**Supplied material**
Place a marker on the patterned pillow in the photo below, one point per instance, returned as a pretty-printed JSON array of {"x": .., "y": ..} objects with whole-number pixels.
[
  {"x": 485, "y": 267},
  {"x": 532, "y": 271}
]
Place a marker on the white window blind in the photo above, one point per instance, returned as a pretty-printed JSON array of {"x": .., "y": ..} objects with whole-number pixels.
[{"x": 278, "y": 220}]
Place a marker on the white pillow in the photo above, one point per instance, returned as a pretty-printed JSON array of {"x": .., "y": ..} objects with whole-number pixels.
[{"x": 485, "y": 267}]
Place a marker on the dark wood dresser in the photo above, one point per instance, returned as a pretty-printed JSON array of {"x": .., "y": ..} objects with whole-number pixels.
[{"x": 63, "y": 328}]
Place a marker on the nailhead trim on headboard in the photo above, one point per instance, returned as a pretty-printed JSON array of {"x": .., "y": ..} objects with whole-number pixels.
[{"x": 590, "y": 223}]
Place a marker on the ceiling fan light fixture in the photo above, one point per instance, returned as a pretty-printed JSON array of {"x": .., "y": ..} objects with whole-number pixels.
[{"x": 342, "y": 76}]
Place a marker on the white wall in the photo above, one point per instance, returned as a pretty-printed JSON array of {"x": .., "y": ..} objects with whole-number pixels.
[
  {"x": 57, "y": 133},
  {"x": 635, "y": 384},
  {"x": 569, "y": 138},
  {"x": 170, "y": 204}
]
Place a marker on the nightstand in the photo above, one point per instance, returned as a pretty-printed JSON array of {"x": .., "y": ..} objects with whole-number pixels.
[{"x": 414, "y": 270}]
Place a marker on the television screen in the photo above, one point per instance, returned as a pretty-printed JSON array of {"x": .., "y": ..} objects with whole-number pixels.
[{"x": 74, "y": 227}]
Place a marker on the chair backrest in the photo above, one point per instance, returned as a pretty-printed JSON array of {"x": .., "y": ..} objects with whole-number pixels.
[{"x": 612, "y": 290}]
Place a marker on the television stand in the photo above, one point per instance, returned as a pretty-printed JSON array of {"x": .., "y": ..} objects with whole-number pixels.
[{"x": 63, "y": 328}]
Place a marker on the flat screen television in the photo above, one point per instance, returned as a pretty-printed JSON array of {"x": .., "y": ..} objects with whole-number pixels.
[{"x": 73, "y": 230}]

**To do**
Exactly as they are written, print the entries again.

**Expected answer**
Place a marker on the patterned pillow in the photo below, one point per instance, returned as a pretty-printed JSON array of {"x": .., "y": ..} objects with whole-number pixels.
[
  {"x": 485, "y": 267},
  {"x": 532, "y": 271}
]
Place a marker on the white window blind in the photo above, one point per instance, returned as a pretty-printed JSON array of {"x": .., "y": ..} objects with whole-number pixels.
[{"x": 278, "y": 220}]
Place a marker on the white pillow in the photo above, one point per instance, returned as a pretty-printed JSON array of {"x": .., "y": ..} objects with whole-number pixels.
[{"x": 485, "y": 267}]
Place a marker on the dark wood dresser in the photo above, one point per instance, returned as a pretty-printed JSON array of {"x": .., "y": ..} objects with whole-number pixels.
[{"x": 63, "y": 328}]
Place a marker on the nailhead trim on headboard in the photo above, one point per instance, returned as a pretty-printed JSON array of {"x": .., "y": ..} objects with whole-number pixels.
[{"x": 590, "y": 223}]
Place a marker on the ceiling fan light fixture in the photo above, one point per instance, returned as a pretty-printed JSON array of {"x": .., "y": ..} objects with whole-number pixels.
[{"x": 342, "y": 76}]
Place a marker on the white wall in the photo above, one point per instance, returned as a pretty-printed JSON array of {"x": .., "y": ..} objects with whole-number pixels.
[
  {"x": 57, "y": 133},
  {"x": 635, "y": 384},
  {"x": 569, "y": 138},
  {"x": 170, "y": 204}
]
Place a marker on the nightstand in the photo above, one point per instance, returned as a pretty-printed JSON array of {"x": .., "y": ..} objects with whole-number pixels.
[{"x": 414, "y": 270}]
Place a marker on the television screen in the photo above, one point per instance, returned as a pretty-printed JSON array of {"x": .., "y": ..} objects with whole-number pixels.
[{"x": 74, "y": 227}]
Place a marker on the chair backrest in the photo above, one point per instance, returned as a pretty-printed JSON array of {"x": .., "y": ..} objects with whole-number pixels.
[{"x": 612, "y": 290}]
Place a marker on the television stand in the photo above, one point per instance, returned as a pretty-printed JSON array of {"x": .., "y": ..} objects with whole-number pixels.
[{"x": 63, "y": 328}]
Place a marker on the flat screen television in the photo above, one point per instance, returned as a pretty-printed JSON array of {"x": .., "y": ..} objects with whole-number pixels.
[{"x": 73, "y": 230}]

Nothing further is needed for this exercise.